= CONSIGNA =
Indica todas las líneas de los registros que siguen en las que aparezca la cadena "baseboard". Cópialas sin cambios.

= MATERIAL DE TRABAJO =
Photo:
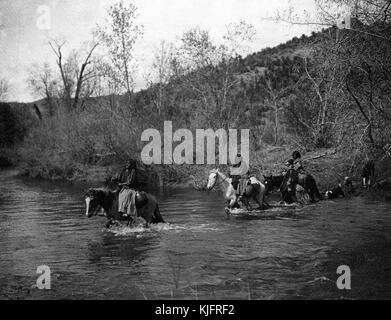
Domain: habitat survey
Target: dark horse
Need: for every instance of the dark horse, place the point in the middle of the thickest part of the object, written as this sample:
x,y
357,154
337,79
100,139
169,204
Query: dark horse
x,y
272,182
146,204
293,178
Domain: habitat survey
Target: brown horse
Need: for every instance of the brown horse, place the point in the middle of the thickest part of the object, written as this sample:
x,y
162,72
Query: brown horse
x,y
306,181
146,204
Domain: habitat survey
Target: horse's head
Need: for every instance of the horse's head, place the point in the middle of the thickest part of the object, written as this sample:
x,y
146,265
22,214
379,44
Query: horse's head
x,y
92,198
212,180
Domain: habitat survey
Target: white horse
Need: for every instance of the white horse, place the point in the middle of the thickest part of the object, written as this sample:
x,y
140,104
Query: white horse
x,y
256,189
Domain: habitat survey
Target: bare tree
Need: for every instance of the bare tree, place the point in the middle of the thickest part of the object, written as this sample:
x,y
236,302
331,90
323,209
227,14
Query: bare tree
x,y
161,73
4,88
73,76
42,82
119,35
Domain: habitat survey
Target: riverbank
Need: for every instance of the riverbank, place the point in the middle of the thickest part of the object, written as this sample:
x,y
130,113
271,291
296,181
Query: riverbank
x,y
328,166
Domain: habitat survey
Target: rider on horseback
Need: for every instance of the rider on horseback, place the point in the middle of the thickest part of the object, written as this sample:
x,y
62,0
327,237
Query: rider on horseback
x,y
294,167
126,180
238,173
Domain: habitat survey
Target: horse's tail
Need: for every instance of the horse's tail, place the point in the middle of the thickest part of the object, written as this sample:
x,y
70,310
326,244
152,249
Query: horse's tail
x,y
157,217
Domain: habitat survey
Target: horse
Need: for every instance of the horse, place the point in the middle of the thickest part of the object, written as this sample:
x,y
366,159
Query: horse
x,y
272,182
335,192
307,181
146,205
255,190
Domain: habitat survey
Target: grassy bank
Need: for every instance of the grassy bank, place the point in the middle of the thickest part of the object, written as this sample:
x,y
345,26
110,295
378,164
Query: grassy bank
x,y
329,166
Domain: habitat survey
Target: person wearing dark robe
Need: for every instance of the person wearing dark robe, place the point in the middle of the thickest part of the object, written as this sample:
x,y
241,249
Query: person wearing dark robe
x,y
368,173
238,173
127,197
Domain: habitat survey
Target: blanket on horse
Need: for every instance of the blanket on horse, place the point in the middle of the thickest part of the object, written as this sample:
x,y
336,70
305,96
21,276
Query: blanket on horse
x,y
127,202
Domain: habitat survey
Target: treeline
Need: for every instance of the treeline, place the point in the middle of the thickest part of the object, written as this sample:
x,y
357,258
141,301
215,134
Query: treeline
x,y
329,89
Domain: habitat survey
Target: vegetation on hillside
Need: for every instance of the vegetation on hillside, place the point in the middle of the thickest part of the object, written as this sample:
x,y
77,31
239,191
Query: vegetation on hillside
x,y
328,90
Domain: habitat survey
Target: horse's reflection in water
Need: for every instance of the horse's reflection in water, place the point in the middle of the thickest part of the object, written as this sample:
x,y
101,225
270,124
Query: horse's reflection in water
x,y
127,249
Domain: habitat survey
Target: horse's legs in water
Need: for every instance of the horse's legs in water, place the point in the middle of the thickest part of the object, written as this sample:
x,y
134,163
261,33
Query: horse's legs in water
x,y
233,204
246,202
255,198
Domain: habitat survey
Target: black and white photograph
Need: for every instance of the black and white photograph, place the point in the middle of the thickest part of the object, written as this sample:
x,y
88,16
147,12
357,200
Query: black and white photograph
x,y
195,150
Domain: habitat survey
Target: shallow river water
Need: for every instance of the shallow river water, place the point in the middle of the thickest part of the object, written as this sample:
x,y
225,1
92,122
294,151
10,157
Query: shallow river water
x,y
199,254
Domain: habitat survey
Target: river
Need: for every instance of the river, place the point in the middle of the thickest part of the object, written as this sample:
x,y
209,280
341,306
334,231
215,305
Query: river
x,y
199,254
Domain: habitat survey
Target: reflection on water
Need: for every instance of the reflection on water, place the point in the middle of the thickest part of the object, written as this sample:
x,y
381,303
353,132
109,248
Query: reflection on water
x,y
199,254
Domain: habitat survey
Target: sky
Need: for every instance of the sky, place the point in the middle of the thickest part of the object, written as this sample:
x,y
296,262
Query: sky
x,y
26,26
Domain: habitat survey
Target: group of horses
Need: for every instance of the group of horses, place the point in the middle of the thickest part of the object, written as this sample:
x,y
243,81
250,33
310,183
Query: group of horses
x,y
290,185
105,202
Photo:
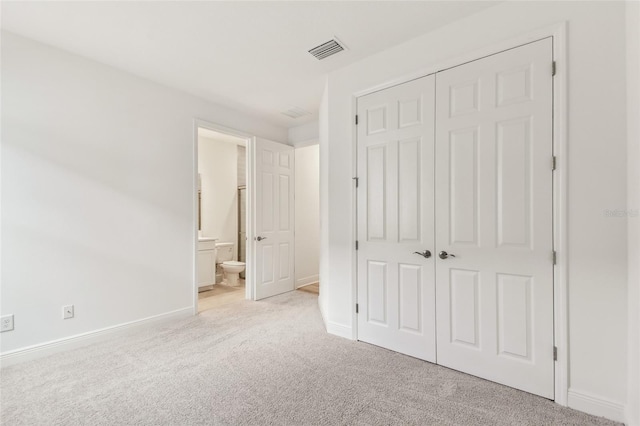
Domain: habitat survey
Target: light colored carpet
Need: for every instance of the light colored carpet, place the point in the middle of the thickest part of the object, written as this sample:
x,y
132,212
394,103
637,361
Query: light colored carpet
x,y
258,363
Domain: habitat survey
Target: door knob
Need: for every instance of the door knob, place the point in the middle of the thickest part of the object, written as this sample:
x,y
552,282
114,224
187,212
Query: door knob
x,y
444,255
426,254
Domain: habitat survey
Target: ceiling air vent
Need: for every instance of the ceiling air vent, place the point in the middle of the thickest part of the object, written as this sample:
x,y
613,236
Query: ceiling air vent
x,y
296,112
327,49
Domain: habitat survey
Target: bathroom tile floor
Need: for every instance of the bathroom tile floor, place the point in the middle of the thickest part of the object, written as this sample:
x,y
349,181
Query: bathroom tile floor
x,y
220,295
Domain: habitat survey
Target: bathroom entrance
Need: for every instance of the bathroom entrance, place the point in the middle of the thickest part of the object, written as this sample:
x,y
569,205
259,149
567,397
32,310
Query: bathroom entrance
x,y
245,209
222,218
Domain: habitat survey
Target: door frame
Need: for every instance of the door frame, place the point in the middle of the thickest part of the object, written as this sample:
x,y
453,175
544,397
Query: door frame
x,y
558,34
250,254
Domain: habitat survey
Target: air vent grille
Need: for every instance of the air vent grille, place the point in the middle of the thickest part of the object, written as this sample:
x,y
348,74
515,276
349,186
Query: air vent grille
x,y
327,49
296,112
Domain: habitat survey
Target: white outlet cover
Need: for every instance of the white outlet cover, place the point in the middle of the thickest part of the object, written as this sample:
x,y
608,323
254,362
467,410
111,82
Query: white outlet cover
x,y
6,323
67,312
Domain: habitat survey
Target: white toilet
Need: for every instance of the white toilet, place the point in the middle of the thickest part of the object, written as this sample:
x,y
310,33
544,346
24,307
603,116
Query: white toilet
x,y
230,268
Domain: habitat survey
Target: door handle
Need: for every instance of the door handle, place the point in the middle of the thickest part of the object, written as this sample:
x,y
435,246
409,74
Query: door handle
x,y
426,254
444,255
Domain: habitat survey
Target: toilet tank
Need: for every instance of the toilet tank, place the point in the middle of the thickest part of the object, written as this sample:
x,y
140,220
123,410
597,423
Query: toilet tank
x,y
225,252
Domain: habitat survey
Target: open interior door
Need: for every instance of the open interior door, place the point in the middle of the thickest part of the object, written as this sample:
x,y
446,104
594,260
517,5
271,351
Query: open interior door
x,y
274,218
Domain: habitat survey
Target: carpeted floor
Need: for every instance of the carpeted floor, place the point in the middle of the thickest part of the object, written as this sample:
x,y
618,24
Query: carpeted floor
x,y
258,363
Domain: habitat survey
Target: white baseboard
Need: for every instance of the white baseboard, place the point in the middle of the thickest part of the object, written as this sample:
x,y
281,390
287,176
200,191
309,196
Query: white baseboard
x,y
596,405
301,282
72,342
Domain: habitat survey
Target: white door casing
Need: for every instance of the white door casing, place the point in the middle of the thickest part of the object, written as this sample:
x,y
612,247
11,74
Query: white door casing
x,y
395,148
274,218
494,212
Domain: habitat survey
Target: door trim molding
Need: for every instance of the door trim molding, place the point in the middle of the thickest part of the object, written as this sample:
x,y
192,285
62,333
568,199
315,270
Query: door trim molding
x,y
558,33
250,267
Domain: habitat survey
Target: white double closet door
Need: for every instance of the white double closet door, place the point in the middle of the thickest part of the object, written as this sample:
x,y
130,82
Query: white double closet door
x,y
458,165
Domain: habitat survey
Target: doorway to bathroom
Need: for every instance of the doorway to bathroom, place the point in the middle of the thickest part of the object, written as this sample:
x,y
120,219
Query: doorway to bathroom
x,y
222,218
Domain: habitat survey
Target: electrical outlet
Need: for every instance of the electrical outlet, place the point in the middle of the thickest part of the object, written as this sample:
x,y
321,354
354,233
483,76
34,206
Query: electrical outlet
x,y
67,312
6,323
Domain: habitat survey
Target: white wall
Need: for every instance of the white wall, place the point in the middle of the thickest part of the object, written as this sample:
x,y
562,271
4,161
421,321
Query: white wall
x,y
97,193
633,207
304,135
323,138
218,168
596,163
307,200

= RESPUESTA =
Target: white baseboard
Need: for every instance of the white baseboard, place the point in the middle of the thickest part of the object, written as this sample:
Query: white baseboard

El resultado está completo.